* START *

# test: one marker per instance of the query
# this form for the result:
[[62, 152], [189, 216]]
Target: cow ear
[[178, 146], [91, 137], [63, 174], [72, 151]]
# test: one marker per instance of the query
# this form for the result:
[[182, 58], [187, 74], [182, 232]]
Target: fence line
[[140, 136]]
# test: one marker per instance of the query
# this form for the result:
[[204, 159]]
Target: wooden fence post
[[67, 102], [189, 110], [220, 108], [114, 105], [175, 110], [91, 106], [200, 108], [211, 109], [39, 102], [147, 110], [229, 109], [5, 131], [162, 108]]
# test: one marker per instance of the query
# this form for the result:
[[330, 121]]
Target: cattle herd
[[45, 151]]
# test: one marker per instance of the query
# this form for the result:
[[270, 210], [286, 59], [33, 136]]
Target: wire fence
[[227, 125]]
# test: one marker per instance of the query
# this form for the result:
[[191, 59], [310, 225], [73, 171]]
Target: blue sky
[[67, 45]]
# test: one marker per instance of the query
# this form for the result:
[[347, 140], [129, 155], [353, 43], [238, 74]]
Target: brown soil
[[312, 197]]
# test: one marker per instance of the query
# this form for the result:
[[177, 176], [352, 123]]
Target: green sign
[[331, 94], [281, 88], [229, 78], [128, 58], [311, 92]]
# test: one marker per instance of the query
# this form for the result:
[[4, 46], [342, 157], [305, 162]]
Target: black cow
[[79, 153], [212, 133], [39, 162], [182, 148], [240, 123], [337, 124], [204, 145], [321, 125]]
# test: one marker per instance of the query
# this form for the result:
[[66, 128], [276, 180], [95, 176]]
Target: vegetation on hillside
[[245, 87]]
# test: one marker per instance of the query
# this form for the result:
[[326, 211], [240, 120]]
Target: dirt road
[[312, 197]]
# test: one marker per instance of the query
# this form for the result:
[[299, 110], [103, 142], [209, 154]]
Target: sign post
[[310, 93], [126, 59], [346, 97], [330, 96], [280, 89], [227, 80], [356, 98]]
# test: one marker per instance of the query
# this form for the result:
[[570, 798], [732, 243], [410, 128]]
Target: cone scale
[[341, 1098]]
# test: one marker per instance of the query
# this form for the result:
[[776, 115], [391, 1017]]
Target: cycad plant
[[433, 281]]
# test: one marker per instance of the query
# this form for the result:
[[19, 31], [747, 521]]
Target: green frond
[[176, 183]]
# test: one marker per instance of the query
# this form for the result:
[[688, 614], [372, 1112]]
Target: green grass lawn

* END *

» Stated exercise
Please copy the stretch of the records from the start through the line containing "[[227, 125]]", keeping every line. Multiply each point coordinate in the answers by 0.9 and round to whole numbers, with halves rounded up, but leave the coordinates shown after "this form for the result:" unchanged.

» The output
# test: one marker per instance of the query
# this form for the result:
[[62, 152], [189, 216]]
Target: cow ear
[[160, 131], [82, 123], [57, 157], [65, 136]]
# test: one marker per instance of the query
# this form for the result:
[[182, 58], [187, 74], [182, 232]]
Target: fence line
[[126, 122]]
# test: one marker per instance of the query
# this form for the result:
[[204, 159]]
Target: wooden fence post
[[60, 92], [170, 99], [198, 97], [103, 95], [158, 99], [82, 95], [180, 97], [190, 98], [35, 92], [132, 99], [206, 98], [5, 118], [146, 97]]
# test: one marker per instance of the query
# this form for the result:
[[330, 121]]
Target: cattle herd
[[41, 136]]
# test: one marker per instance of the query
# this form for the result:
[[270, 210], [286, 59], [33, 136]]
Target: wire fence
[[204, 113]]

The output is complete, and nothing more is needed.